Dataset entries
BEGIN

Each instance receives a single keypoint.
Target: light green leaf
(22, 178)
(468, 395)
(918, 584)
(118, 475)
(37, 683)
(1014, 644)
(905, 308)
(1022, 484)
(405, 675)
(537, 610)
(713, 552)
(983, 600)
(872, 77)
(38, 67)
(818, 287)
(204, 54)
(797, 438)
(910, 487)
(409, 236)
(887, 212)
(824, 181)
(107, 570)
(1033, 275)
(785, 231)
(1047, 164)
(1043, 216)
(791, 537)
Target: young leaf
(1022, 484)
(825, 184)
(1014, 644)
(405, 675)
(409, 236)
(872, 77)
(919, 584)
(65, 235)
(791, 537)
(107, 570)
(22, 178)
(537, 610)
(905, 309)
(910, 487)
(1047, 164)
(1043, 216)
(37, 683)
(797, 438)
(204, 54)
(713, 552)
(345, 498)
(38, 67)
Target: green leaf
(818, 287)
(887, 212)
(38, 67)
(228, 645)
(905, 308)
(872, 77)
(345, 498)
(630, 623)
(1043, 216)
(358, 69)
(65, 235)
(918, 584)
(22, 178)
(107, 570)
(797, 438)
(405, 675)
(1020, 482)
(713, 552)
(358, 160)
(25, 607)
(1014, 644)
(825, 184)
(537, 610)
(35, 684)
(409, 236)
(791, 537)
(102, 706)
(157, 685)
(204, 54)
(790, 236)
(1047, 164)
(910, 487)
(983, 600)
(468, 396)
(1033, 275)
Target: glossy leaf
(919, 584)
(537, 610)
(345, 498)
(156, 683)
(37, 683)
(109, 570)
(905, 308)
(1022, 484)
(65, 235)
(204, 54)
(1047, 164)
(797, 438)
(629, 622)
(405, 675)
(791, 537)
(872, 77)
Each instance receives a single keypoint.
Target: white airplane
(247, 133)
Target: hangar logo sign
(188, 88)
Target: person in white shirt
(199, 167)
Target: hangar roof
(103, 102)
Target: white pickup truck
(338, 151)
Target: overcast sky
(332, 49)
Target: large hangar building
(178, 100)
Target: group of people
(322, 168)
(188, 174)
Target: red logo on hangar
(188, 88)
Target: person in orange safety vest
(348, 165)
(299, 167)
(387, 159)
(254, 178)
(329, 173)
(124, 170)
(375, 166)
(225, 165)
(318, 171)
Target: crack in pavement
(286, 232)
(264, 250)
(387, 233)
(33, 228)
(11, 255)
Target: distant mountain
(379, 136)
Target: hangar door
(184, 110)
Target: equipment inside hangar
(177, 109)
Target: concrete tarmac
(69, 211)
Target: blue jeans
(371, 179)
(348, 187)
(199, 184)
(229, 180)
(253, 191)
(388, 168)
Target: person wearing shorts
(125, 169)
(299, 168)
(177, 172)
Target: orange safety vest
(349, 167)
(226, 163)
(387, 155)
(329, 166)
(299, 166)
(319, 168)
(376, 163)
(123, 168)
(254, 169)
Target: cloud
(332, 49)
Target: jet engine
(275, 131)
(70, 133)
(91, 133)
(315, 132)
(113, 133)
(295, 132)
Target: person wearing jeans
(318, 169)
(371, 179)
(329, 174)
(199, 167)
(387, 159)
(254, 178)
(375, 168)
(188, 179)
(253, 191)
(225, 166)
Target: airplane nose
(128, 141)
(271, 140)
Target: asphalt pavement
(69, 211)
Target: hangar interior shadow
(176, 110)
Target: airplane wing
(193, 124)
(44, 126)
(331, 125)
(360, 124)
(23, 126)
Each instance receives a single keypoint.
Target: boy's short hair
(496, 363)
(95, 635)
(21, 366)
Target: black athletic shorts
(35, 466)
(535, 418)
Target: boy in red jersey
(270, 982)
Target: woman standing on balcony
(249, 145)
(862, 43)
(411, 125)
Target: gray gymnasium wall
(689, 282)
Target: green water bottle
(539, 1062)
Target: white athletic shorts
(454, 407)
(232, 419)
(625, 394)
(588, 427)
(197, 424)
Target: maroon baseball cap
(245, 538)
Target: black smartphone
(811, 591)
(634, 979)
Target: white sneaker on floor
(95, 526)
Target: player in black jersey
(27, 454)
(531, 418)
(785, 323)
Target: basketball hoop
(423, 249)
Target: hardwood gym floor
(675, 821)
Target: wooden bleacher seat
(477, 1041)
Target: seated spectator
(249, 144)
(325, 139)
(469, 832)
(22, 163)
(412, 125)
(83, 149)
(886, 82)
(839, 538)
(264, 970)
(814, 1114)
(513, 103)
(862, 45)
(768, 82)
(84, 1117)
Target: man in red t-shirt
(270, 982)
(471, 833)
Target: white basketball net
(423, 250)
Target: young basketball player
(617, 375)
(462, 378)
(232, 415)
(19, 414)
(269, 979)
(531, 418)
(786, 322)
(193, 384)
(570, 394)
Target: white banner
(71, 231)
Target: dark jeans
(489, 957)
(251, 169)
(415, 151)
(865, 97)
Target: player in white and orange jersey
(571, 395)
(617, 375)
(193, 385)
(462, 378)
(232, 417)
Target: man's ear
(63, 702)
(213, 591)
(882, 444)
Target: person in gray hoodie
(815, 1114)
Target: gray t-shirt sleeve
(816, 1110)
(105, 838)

END

▶ EXERCISE PROMPT: What you hand back must match the records above exactly.

▶ RESPONSE BELOW:
Each instance receives a single keypoint.
Target: light green leaf
(22, 178)
(468, 395)
(918, 584)
(118, 475)
(37, 683)
(1014, 644)
(905, 308)
(1022, 484)
(405, 675)
(537, 610)
(713, 552)
(983, 600)
(872, 77)
(38, 67)
(818, 287)
(204, 54)
(797, 438)
(910, 487)
(409, 236)
(887, 212)
(824, 181)
(107, 570)
(1033, 275)
(785, 231)
(1047, 164)
(1043, 216)
(791, 537)
Target: young leaf
(1022, 484)
(825, 184)
(1014, 644)
(405, 675)
(409, 236)
(872, 77)
(919, 584)
(65, 235)
(791, 537)
(107, 570)
(22, 178)
(537, 610)
(905, 309)
(910, 487)
(1047, 164)
(1043, 216)
(37, 683)
(797, 438)
(204, 54)
(713, 552)
(345, 498)
(38, 67)
Target: green leaf
(818, 287)
(887, 212)
(38, 67)
(228, 645)
(905, 308)
(872, 77)
(345, 498)
(630, 623)
(1043, 216)
(358, 69)
(65, 235)
(918, 584)
(22, 178)
(107, 570)
(797, 438)
(405, 675)
(1020, 482)
(713, 552)
(358, 160)
(25, 607)
(1014, 644)
(825, 184)
(537, 610)
(35, 684)
(409, 236)
(791, 537)
(102, 706)
(157, 685)
(204, 54)
(790, 236)
(1047, 164)
(910, 487)
(983, 600)
(468, 396)
(1033, 275)
Target: glossy leaf
(919, 584)
(537, 610)
(345, 498)
(156, 683)
(37, 683)
(109, 570)
(905, 308)
(1022, 484)
(65, 235)
(204, 54)
(1047, 164)
(797, 438)
(629, 622)
(405, 675)
(791, 537)
(872, 77)
Each instance receives a single keypoint.
Target: white airplane
(247, 133)
Target: hangar logo sign
(188, 88)
Target: person in white shirt
(199, 167)
Target: hangar roof
(103, 102)
Target: white pickup truck
(338, 151)
Target: overcast sky
(332, 49)
Target: large hangar building
(178, 100)
Target: group of people
(322, 168)
(188, 174)
Target: red logo on hangar
(188, 88)
Target: person in orange safety vest
(348, 165)
(299, 167)
(387, 159)
(254, 178)
(329, 173)
(124, 170)
(375, 166)
(225, 165)
(318, 171)
Target: crack in pavement
(286, 232)
(264, 250)
(387, 233)
(33, 228)
(11, 255)
Target: distant mountain
(379, 136)
Target: hangar door
(184, 110)
Target: equipment inside hangar
(177, 109)
Target: concrete tarmac
(69, 211)
Target: blue jeans
(371, 179)
(348, 187)
(199, 184)
(229, 180)
(253, 191)
(388, 168)
Target: person wearing shorts
(125, 169)
(299, 168)
(177, 172)
Target: orange safety vest
(349, 167)
(226, 163)
(387, 155)
(329, 166)
(299, 166)
(319, 168)
(376, 163)
(123, 168)
(254, 169)
Target: cloud
(332, 49)
Target: jet engine
(275, 131)
(70, 133)
(91, 133)
(315, 132)
(113, 133)
(295, 132)
Target: person wearing jeans
(318, 169)
(371, 179)
(329, 174)
(199, 167)
(387, 159)
(254, 178)
(375, 168)
(188, 179)
(253, 191)
(225, 166)
Target: airplane nose
(128, 141)
(271, 140)
Target: asphalt pavement
(69, 211)
Target: hangar interior shadow
(176, 110)
Target: airplane wing
(193, 124)
(44, 126)
(331, 125)
(360, 124)
(23, 126)
Each instance receives a single keypoint.
Target: boy's short hair
(496, 363)
(95, 635)
(21, 366)
Target: black athletic shorts
(35, 466)
(535, 418)
Target: boy in red jersey
(270, 982)
Target: woman standing on balcony
(249, 145)
(862, 43)
(411, 125)
Target: gray gymnasium wall
(689, 282)
Target: green water bottle
(539, 1062)
Target: white athletic shorts
(454, 407)
(232, 419)
(625, 394)
(588, 427)
(197, 424)
Target: maroon baseball cap
(245, 538)
Target: black smartphone
(811, 591)
(634, 979)
Target: white sneaker on floor
(95, 526)
Target: player in black jersey
(27, 454)
(531, 418)
(785, 323)
Target: basketball hoop
(423, 249)
Target: hardwood gym floor
(675, 821)
Target: wooden bleacher seat
(477, 1041)
Target: seated spectator
(249, 144)
(325, 139)
(469, 832)
(22, 163)
(412, 125)
(83, 149)
(886, 82)
(839, 538)
(264, 970)
(814, 1114)
(513, 103)
(862, 45)
(768, 82)
(84, 1117)
Target: man in red t-shirt
(270, 982)
(471, 833)
Target: white basketball net
(423, 250)
Target: young basketball player
(617, 375)
(462, 378)
(232, 415)
(19, 414)
(269, 979)
(531, 418)
(786, 322)
(193, 384)
(570, 394)
Target: white banner
(71, 231)
Target: dark jeans
(489, 957)
(251, 169)
(415, 151)
(865, 97)
Target: player in white and orange jersey
(571, 395)
(617, 375)
(193, 385)
(462, 378)
(232, 417)
Target: man's ear
(63, 702)
(213, 591)
(882, 444)
Target: person in gray hoodie
(815, 1114)
Target: gray t-shirt sleeve
(816, 1110)
(105, 838)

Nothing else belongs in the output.